((
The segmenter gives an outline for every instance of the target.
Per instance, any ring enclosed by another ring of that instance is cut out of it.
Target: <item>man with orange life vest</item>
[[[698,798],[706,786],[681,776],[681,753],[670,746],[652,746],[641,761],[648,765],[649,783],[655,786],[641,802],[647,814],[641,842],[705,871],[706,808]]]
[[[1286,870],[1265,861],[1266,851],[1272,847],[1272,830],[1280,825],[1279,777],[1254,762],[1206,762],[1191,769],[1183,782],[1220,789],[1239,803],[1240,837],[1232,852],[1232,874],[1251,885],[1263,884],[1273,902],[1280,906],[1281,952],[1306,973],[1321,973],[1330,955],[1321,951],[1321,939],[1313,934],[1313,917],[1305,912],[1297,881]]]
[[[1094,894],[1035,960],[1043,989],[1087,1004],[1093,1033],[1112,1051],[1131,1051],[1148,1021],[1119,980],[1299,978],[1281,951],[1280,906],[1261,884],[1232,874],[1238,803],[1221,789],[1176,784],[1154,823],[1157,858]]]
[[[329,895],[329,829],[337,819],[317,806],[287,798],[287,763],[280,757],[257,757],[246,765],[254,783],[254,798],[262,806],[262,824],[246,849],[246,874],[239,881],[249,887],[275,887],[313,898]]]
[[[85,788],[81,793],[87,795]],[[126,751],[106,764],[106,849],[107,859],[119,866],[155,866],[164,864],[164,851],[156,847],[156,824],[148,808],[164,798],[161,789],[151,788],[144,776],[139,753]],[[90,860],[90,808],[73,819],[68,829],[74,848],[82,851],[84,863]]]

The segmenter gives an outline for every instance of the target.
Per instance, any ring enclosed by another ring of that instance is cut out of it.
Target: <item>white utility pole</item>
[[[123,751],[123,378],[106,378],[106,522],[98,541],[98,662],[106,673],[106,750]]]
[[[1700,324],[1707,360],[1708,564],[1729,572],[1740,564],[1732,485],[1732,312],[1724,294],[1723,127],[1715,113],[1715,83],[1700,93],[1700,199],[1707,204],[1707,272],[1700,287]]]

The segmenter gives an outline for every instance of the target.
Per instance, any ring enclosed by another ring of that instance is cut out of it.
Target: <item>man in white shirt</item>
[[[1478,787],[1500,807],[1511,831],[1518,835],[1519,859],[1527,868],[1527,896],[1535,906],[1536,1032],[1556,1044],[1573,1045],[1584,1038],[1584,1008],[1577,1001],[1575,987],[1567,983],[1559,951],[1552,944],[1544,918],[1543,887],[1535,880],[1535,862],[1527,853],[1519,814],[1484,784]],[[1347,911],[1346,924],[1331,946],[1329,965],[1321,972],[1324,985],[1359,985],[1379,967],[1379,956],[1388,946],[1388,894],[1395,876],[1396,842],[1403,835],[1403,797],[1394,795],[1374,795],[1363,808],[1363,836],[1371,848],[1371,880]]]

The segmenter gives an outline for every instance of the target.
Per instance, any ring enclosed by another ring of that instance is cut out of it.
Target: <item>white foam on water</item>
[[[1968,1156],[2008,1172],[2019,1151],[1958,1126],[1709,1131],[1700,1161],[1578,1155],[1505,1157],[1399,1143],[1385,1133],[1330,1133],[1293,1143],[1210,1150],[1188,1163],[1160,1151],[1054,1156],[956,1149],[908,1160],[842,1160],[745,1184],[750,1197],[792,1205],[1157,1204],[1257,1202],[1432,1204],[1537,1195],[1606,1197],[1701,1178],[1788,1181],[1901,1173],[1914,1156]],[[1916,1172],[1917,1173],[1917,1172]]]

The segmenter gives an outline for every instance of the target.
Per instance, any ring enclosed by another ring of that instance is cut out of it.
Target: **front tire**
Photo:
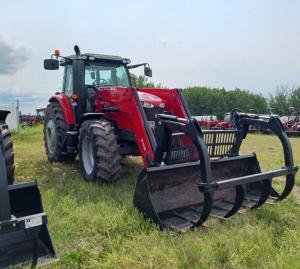
[[[122,157],[109,121],[87,120],[81,125],[79,156],[86,181],[112,184],[120,178]]]
[[[6,166],[7,184],[12,185],[15,182],[15,155],[13,151],[13,142],[11,133],[8,130],[8,126],[5,122],[0,122],[0,129],[3,136],[3,153]]]
[[[50,162],[73,162],[75,153],[63,152],[68,125],[64,113],[58,103],[47,106],[44,123],[44,143]]]

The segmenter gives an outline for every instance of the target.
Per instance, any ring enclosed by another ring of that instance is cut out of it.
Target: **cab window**
[[[72,71],[72,66],[70,65],[65,67],[63,89],[65,95],[70,97],[73,94],[73,71]]]
[[[85,67],[85,85],[128,87],[128,73],[123,65],[87,65]]]

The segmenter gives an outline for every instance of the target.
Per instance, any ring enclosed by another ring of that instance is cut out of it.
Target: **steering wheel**
[[[98,85],[98,84],[96,83],[96,80],[93,82],[93,86],[107,85],[107,84],[109,84],[109,83],[108,83],[108,81],[107,81],[106,79],[100,78],[100,79],[99,79],[99,84],[100,84],[100,85]]]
))
_Instructions to follow_. Leave the pictures out, then print every entry exactly as it reads.

_Output below_.
The segmenter gives an outline for every instance of the target.
Per instance, any ring enclosed by another ring of that instance is cut out of it.
Target: <item>man with orange life vest</item>
[[[698,798],[706,786],[681,776],[681,753],[670,746],[652,746],[641,761],[648,765],[649,783],[655,786],[641,802],[647,814],[641,842],[705,871],[706,808]]]
[[[1286,870],[1265,861],[1266,851],[1272,847],[1272,830],[1280,825],[1279,777],[1254,762],[1206,762],[1191,769],[1183,782],[1220,789],[1239,803],[1240,837],[1232,852],[1232,874],[1251,885],[1263,884],[1273,902],[1280,906],[1281,952],[1306,973],[1321,973],[1330,955],[1321,951],[1321,939],[1313,934],[1313,917],[1305,912],[1297,881]]]
[[[1094,894],[1035,960],[1043,989],[1087,1004],[1093,1033],[1112,1051],[1131,1051],[1148,1021],[1119,980],[1299,978],[1281,951],[1280,906],[1261,884],[1232,874],[1238,803],[1221,789],[1176,784],[1154,823],[1157,858]]]
[[[329,895],[329,829],[337,819],[317,806],[287,798],[287,763],[280,757],[257,757],[246,765],[254,783],[254,798],[262,806],[262,824],[246,849],[246,874],[239,881],[249,887],[275,887],[313,898]]]
[[[85,788],[81,793],[87,795]],[[126,751],[106,764],[106,849],[107,859],[119,866],[155,866],[164,864],[164,851],[156,847],[156,824],[148,808],[164,798],[161,789],[151,788],[144,776],[139,753]],[[90,860],[90,808],[73,819],[68,829],[74,848],[82,851],[84,863]]]

The segmenter gives an outline for every instance of the target.
Per instance, any ring enclosed by another ring of that instance is cut out of it.
Target: <item>white utility pole</item>
[[[123,751],[123,378],[106,378],[106,522],[98,541],[98,662],[106,673],[106,750]]]
[[[1700,324],[1707,360],[1708,564],[1729,572],[1740,564],[1732,485],[1732,312],[1724,294],[1723,127],[1715,113],[1715,83],[1700,93],[1700,199],[1707,204],[1707,272],[1700,287]]]

The segmenter gives an outline for every instance of the target.
Per instance, any ring enclosed by another ring of that instance is cut out of it.
Target: <item>man in white shirt</item>
[[[1478,787],[1500,807],[1511,831],[1518,835],[1519,859],[1527,868],[1527,896],[1535,906],[1536,1032],[1556,1044],[1573,1045],[1584,1038],[1584,1008],[1577,1001],[1575,987],[1567,983],[1559,951],[1552,944],[1544,918],[1543,887],[1535,880],[1535,862],[1527,853],[1519,814],[1484,784]],[[1347,911],[1346,924],[1331,946],[1329,965],[1321,972],[1324,985],[1359,985],[1379,967],[1379,956],[1388,946],[1388,894],[1395,876],[1396,842],[1403,835],[1403,797],[1394,795],[1374,795],[1363,808],[1363,836],[1371,848],[1371,880]]]

The segmenter gives an outline for every instance of the target.
Per instance, any ring enclosed by another ring of that instance is cut out of it.
Target: <item>white foam on water</item>
[[[1968,1156],[2008,1172],[2019,1151],[1958,1126],[1709,1131],[1700,1161],[1578,1155],[1505,1157],[1399,1143],[1385,1133],[1330,1133],[1293,1143],[1210,1150],[1188,1163],[1160,1151],[1054,1156],[956,1149],[908,1160],[842,1160],[745,1184],[750,1197],[792,1205],[1157,1204],[1257,1202],[1432,1204],[1537,1195],[1606,1197],[1701,1178],[1788,1181],[1901,1173],[1914,1156]],[[1916,1172],[1917,1173],[1917,1172]]]

The segmenter gives an outline for every instance of the target.
Per instance, any ring enclosed by another ring of that instance is cut out of it.
Target: **front tire**
Photo:
[[[122,157],[109,121],[87,120],[81,125],[79,156],[86,181],[112,184],[120,178]]]
[[[6,166],[7,184],[12,185],[15,182],[15,155],[13,151],[13,142],[11,133],[8,130],[8,126],[5,122],[0,122],[0,129],[3,136],[3,153]]]
[[[50,162],[73,162],[75,153],[63,152],[68,125],[64,113],[58,103],[47,106],[44,123],[44,143]]]

The segmenter gives an outline for every instance of the target.
Per instance, any ring enclosed by another ring of that instance is cut out of it.
Target: **cab window**
[[[72,71],[72,66],[70,65],[65,67],[63,89],[65,95],[70,97],[73,94],[73,71]]]
[[[85,67],[85,85],[128,87],[128,73],[123,65],[87,65]]]

The segmenter gives an outline for every instance of the target.
Per instance, any ring enclosed by another ring of that instance is cut out of it.
Target: **steering wheel**
[[[98,85],[98,84],[96,83],[96,80],[93,82],[93,86],[107,85],[107,84],[109,84],[109,83],[108,83],[108,81],[107,81],[106,79],[100,78],[100,79],[99,79],[99,84],[100,84],[100,85]]]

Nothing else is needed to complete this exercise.